QUOTED PASSAGE –
:::::

2.1 Streaming String Transducers

Let \(\mathcal {X}\) be a finite set of variables denoted by \(X,Y,\dots \) and \(\varGamma \) be a finite alphabet. A substitution s is defined as a mapping \({s : \mathcal {X}\rightarrow (\varGamma \cup \mathcal {X})^*}\). Let \(\mathcal {S}_{\mathcal {X}, \varGamma }\) be the set of all substitutions. Any substitution s can be extended to \(\hat{s}: (\varGamma \cup \mathcal {X})^* \rightarrow (\varGamma \cup \mathcal {X})^*\) in a straightforward manner. The composition \(s_1\circ s_2\) (or \(s_1s_2\) for short) of two substitutions \(s_1,s_2\in \mathcal {S}_{\mathcal {X}, \varGamma }\) is defined as the standard function composition \(\hat{s_1} \circ s_2\), i.e. \((s_1s_2)(X)=(\hat{s_1}s_2)(X) = \hat{s_1}(s_2(X))\) for all \(X \in \mathcal {X}\).

Definition 1

A non-deterministic streaming string transducer (NSST for short) is a tuple \(T = (\varSigma , \varGamma , Q, Q_0, Q_f, \varDelta , \mathcal {X}, \rho , s_0,s_f)\) where:

  • \(\varSigma \) and \(\varGamma \) are finite alphabets of input and output symbols,

  • Q is a finite set of states,

  • \(Q_0\subseteq Q\) is a set of initial states,

  • \(Q_f\subseteq Q\) is a set of final states,

  • \(\varDelta \subseteq Q \times \varSigma \times Q\) is a transition relation,

  • \(\mathcal {X}\) is a finite set of variables,

  • \(\rho : \varDelta \rightarrow 2^{\mathcal {S}_{\mathcal {X}, \varGamma }}\) is a variable update function such that \(\rho (t)\) is finite, for all \(t\in \varDelta \),

  • \(s_0 : \mathcal {X}\rightarrow \varGamma ^*\) is the initial function that gives the initial content of the variables,

  • \(s_f: Q_f \rightarrow (\mathcal {X}\cup \varGamma )^*\) is the final output function, which gives what is output for each final state.

The concept of a run of an NSST is defined in an analogous manner to that of a finite state automaton: it is a finite sequence \(r\in (Q\varSigma )^*Q\), denoted \(r = q_0 \xrightarrow {\sigma _1} q_1 \xrightarrow {\sigma _2} q_2 \ldots q_{n-1}\xrightarrow {\sigma _n} q_n\), such that \((q_i,\sigma _{i+1},q_{i+1})\in \varDelta \) for all \(0\le i<n\). It is accepting if \(q_0\in Q_0\) and \(q_n\in Q_f\). A sequence of substitutions \(\overline{s} = \langle s_i \rangle _{1 \le i \le n}\) in \(\mathcal {S}_{\mathcal {X}, \varGamma }\) is compatible with r if for all \(1\le i\le n\), \(s_i \in \rho (q_{i-1}, \sigma _{i},q_i)\).

:::::

PROVIDED DATA –

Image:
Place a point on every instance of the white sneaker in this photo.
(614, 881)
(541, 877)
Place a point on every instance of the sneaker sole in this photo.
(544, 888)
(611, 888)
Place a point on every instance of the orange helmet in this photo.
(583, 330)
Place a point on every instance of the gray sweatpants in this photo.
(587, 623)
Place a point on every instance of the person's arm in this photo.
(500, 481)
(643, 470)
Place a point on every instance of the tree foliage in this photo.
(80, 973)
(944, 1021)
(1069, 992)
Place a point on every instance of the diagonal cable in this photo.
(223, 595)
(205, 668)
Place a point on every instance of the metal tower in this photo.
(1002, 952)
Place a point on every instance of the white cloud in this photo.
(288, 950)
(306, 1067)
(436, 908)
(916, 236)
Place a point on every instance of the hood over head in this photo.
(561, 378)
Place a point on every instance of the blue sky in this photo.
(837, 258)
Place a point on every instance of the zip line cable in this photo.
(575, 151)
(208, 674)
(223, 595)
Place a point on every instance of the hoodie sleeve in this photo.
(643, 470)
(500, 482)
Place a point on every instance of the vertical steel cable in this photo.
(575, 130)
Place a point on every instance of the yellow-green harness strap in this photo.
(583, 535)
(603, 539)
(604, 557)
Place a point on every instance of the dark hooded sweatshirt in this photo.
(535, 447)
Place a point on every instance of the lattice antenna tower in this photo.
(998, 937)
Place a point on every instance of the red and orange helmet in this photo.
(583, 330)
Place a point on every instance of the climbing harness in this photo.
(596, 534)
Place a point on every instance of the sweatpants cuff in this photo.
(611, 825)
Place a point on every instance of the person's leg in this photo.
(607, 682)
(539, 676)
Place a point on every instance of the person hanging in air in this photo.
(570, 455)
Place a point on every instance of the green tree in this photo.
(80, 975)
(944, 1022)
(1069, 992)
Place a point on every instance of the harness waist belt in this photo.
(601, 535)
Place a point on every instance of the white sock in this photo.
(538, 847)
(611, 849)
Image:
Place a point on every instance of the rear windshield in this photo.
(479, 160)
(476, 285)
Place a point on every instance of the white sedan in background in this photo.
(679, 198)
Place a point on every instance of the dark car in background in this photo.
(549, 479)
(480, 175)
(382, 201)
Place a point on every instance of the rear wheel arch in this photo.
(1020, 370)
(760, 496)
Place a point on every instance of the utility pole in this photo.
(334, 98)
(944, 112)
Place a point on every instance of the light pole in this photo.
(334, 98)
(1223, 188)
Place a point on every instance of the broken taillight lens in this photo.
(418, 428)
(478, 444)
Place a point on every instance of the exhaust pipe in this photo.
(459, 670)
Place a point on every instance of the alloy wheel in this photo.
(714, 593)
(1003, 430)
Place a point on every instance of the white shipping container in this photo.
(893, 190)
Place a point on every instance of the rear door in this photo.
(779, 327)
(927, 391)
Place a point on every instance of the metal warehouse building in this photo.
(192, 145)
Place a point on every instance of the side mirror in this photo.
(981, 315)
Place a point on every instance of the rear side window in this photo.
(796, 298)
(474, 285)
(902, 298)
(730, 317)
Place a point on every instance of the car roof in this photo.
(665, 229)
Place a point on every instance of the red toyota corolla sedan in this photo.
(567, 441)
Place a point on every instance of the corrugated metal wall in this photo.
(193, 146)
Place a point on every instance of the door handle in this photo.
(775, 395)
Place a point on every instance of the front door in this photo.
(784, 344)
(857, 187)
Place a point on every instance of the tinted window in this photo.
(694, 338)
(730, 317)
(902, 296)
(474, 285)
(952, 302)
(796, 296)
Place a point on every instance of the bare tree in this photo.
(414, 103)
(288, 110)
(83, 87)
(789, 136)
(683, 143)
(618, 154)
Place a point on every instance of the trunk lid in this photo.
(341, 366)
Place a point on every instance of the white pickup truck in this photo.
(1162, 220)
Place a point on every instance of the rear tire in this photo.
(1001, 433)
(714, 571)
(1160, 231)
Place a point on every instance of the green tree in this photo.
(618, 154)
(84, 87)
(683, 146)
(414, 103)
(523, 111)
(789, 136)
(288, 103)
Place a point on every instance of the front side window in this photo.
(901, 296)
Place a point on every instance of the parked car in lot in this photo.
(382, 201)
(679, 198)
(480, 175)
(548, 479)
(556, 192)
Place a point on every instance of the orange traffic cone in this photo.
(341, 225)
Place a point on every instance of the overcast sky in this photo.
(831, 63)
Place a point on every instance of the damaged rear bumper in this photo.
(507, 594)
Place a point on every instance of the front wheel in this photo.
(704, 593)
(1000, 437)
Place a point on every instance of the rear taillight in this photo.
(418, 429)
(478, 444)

:::::

INSTRUCTIONS –
a. In the section on streaming string transducers, what does the final output function give?
b. Carry on the section on streaming string transducers from the point where it stops.

OUTPUTS –
a. It gives what is output for each final state.

b.
If r is accepting, the output of r, denoted by \(\textit{Out}(r)\subseteq \varGamma ^*\), is defined as

$$ \textit{Out}(r)=\{s_0s_1\dots s_ns_f(q_n)\ |\ \langle s_{i} \rangle _{1 \le i \le n}\in (\mathcal {S}_{\mathcal {X}, \varGamma })^*\text { is compatible with } r\}. $$

For all words \(w\in \varSigma ^*\), the output of w by T, denoted by T(w), is \(T(w) = \{\textit{Out}(r)\ |\ r\text { is an accepting run on } w\}\). The domain of T, denoted by \(\textit{Dom}(T)\), is defined as the set of words w such that \(T(w)\ne \emptyset \). The transduction \(\llbracket T \rrbracket \) defined by T is the relation from \(\varSigma ^*\) to \(\varGamma ^*\) given by the set of pairs (wv) such that \(v\in T(w)\).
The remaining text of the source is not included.